#### Task brief:
Pictures must not be copied, but every entry must be reproduced exactly.

▬▬▬

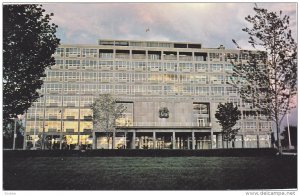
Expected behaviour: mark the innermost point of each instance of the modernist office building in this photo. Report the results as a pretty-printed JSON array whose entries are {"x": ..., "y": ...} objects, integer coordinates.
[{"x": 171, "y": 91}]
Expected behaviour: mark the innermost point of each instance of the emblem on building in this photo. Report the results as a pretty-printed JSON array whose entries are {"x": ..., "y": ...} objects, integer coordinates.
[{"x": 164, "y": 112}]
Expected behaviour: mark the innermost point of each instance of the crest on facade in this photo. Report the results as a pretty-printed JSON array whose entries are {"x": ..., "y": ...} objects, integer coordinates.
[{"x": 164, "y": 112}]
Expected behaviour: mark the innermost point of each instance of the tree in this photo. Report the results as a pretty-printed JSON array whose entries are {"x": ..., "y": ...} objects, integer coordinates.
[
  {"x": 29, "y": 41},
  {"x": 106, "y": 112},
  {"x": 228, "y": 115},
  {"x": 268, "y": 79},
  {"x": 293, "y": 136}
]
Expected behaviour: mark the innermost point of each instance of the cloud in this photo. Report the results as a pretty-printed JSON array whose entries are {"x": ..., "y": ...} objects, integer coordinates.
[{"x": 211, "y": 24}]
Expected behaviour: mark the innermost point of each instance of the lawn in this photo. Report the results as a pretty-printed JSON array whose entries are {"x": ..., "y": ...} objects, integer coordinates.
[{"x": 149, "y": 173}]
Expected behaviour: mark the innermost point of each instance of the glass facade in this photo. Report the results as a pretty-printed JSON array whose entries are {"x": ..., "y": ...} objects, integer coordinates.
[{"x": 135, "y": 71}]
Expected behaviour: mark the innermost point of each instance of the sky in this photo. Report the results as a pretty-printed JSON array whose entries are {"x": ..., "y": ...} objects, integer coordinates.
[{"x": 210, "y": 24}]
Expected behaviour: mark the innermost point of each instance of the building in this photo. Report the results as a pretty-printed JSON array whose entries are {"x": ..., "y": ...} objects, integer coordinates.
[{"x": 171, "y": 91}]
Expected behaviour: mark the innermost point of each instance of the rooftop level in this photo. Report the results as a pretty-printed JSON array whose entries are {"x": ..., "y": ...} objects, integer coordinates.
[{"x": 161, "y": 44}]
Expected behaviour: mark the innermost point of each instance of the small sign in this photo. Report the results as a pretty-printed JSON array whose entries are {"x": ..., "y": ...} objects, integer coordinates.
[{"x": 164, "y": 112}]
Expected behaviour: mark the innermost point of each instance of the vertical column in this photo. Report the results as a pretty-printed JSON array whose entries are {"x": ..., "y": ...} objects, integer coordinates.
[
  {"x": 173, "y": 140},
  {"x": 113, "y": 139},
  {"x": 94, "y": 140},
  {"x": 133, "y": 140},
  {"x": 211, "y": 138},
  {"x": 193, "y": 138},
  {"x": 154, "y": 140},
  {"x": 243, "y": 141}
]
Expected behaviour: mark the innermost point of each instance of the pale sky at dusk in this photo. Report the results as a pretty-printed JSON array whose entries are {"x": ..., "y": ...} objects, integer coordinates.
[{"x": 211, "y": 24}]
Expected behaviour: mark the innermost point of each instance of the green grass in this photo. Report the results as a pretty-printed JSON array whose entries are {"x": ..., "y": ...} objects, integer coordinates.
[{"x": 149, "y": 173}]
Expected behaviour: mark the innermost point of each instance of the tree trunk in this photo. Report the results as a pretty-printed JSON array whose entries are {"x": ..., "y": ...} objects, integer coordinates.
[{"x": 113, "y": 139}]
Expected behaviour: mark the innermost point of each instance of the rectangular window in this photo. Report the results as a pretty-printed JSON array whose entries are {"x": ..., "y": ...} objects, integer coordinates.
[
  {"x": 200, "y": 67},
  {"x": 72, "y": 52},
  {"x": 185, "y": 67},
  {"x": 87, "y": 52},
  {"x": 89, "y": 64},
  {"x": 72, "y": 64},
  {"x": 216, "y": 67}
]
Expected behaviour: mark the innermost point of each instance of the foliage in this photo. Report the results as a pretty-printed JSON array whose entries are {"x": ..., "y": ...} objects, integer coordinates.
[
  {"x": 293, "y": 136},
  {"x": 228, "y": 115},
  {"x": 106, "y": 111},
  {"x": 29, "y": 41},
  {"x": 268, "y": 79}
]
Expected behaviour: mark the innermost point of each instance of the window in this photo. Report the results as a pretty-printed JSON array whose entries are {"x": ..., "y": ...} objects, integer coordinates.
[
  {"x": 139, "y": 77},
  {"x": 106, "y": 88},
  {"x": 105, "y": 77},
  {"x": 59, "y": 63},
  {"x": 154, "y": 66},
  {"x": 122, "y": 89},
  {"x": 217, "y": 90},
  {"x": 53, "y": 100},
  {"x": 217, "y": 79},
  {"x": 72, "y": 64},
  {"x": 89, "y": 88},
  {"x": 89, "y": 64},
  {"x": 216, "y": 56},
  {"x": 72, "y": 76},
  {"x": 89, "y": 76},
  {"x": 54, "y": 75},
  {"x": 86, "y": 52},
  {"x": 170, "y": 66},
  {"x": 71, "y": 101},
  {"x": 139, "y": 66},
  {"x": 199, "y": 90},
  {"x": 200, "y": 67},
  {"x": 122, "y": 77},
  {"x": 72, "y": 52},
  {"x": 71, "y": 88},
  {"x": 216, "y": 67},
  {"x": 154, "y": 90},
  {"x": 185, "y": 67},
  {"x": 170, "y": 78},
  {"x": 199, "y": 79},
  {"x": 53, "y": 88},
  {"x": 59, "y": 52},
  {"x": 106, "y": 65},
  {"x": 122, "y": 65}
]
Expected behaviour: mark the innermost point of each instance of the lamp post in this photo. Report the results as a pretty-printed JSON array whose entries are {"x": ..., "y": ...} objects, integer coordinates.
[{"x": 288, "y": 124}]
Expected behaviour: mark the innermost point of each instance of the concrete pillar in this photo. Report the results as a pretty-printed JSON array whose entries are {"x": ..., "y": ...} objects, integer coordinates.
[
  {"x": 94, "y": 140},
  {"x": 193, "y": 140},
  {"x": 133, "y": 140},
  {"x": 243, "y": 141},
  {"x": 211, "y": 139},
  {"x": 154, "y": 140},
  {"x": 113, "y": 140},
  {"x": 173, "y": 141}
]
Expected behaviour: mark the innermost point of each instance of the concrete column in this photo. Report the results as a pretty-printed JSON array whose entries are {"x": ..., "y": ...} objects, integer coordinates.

▬▬▬

#### The answer:
Expected behaviour: mark the innermost point of each instance of the modernist office building in this photo. Report the results as a pretty-printed JSON array whose entries are {"x": ..., "y": ...} objects, integer coordinates.
[{"x": 171, "y": 91}]
Expected behaviour: mark the innermost point of each instance of the emblem on building in this photo. Report the results as a pretty-printed JSON array whose entries are {"x": ..., "y": ...} objects, integer coordinates.
[{"x": 164, "y": 112}]
Expected behaviour: mark the innermost point of each instance of the crest on facade in this photo. Report the results as a pretty-printed JSON array whose entries are {"x": ..., "y": ...} objects, integer coordinates.
[{"x": 164, "y": 112}]
Expected behaviour: mark the innermost point of each instance of the tree in this photo. Report the results as a pretty-printed JSON array whose entries are {"x": ..., "y": ...} objects, integer coordinates.
[
  {"x": 29, "y": 41},
  {"x": 106, "y": 112},
  {"x": 228, "y": 115},
  {"x": 268, "y": 79},
  {"x": 293, "y": 136}
]
Expected behaviour: mark the innermost point of each instance of the cloud in this photo. Report the results as a pretty-printed JSON array whose entries are {"x": ..., "y": ...} objects, integer coordinates.
[{"x": 211, "y": 24}]
Expected behaviour: mark the innermost point of each instance of the lawn in this photo. Report the results as a pretty-printed JSON array whose entries are {"x": ..., "y": ...} objects, integer coordinates.
[{"x": 149, "y": 173}]
Expected behaviour: mark the innermost point of each instance of the glass facade in this photo. Report the results as a pretty-printed JSON array whose entries are {"x": ..., "y": ...} objects, integer coordinates.
[{"x": 135, "y": 71}]
Expected behaviour: mark the innermost point of each instance of the sky in this photo. Report the results as a pretty-printed JSON array whose entries are {"x": ..., "y": ...} objects, integer coordinates.
[{"x": 210, "y": 24}]
Expected behaviour: mark the innermost point of each instance of the building in this photo. Report the results as a pretty-printed JSON array whose entries are {"x": ..., "y": ...} objects, integer coordinates.
[{"x": 171, "y": 91}]
Expected behaviour: mark the innermost point of each instance of the rooftop level in this photo. Report the results as a pretty-printed JSON array whose entries are {"x": ..., "y": ...} objects, integer coordinates.
[{"x": 161, "y": 44}]
Expected behaviour: mark the innermost point of each instance of the small sign in this photo. Report the results as a pretty-printed JSON array whose entries are {"x": ..., "y": ...} objects, integer coordinates.
[{"x": 164, "y": 112}]
Expected behaviour: mark the innermost point of each instance of the vertical column in this photo. Report the results as a pretty-printed JSON array whose entries are {"x": ..., "y": ...} objects, integer coordinates.
[
  {"x": 173, "y": 140},
  {"x": 113, "y": 139},
  {"x": 94, "y": 140},
  {"x": 133, "y": 140},
  {"x": 211, "y": 138},
  {"x": 193, "y": 138},
  {"x": 154, "y": 140},
  {"x": 243, "y": 141}
]
Expected behaviour: mark the innermost point of each instance of the pale sky at dusk in this photo. Report the results as a pretty-printed JSON array whose entries are {"x": ..., "y": ...} objects, integer coordinates.
[{"x": 211, "y": 24}]
Expected behaviour: mark the innermost point of each instance of the green grass in this photo. Report the results as a pretty-printed JSON array whose entries are {"x": ..., "y": ...} objects, integer coordinates.
[{"x": 149, "y": 173}]
Expected behaviour: mark the innermost point of each instance of the tree trunk in this photo. Report the results as a pretty-printed JSON array whose entries are {"x": ..., "y": ...} objects, integer coordinates.
[{"x": 113, "y": 139}]
Expected behaviour: mark the innermost point of each instance of the rectangular window in this photo. Report the results as a pretty-printed JSON array whose entries are {"x": ..., "y": ...} objects, integer coordinates.
[
  {"x": 200, "y": 67},
  {"x": 72, "y": 52},
  {"x": 185, "y": 67},
  {"x": 87, "y": 52},
  {"x": 89, "y": 64},
  {"x": 72, "y": 64},
  {"x": 216, "y": 67}
]
Expected behaviour: mark the innermost point of each instance of the foliage in this photo. Report the results as a pretty-printed JSON array whose entries are {"x": ..., "y": ...} objects, integer coordinates.
[
  {"x": 293, "y": 136},
  {"x": 228, "y": 115},
  {"x": 106, "y": 111},
  {"x": 29, "y": 41},
  {"x": 268, "y": 79}
]
Expected behaviour: mark the innermost point of each instance of the window in this photo. Report the results as a pretty-printed JSON array whose entries are {"x": ..., "y": ...} objects, integer coordinates.
[
  {"x": 139, "y": 77},
  {"x": 106, "y": 88},
  {"x": 105, "y": 77},
  {"x": 59, "y": 63},
  {"x": 154, "y": 66},
  {"x": 122, "y": 89},
  {"x": 217, "y": 90},
  {"x": 53, "y": 100},
  {"x": 217, "y": 79},
  {"x": 72, "y": 64},
  {"x": 89, "y": 88},
  {"x": 89, "y": 64},
  {"x": 216, "y": 56},
  {"x": 72, "y": 76},
  {"x": 89, "y": 76},
  {"x": 54, "y": 75},
  {"x": 86, "y": 52},
  {"x": 170, "y": 66},
  {"x": 71, "y": 101},
  {"x": 139, "y": 66},
  {"x": 199, "y": 90},
  {"x": 200, "y": 67},
  {"x": 122, "y": 77},
  {"x": 72, "y": 52},
  {"x": 71, "y": 88},
  {"x": 216, "y": 67},
  {"x": 154, "y": 90},
  {"x": 185, "y": 67},
  {"x": 170, "y": 78},
  {"x": 199, "y": 79},
  {"x": 53, "y": 88},
  {"x": 59, "y": 52},
  {"x": 106, "y": 65},
  {"x": 122, "y": 65}
]
Expected behaviour: mark the innermost point of each instance of the lamp post in this photo. Report the results as a pretty-printed JSON array whose entries are {"x": ..., "y": ...} objects, integer coordinates.
[{"x": 288, "y": 124}]
Expected behaviour: mark the innermost point of each instance of the concrete pillar in this photo. Report the results as a pretty-printed JSON array whose entries are {"x": ..., "y": ...} objects, integer coordinates.
[
  {"x": 94, "y": 140},
  {"x": 193, "y": 140},
  {"x": 133, "y": 140},
  {"x": 243, "y": 141},
  {"x": 211, "y": 139},
  {"x": 154, "y": 140},
  {"x": 113, "y": 140},
  {"x": 173, "y": 141}
]
Expected behaviour: mark the innermost point of each instance of the concrete column in this photo. Report the results as a pretty-printed JSON array whose entries are {"x": ..., "y": ...} objects, integer coordinates.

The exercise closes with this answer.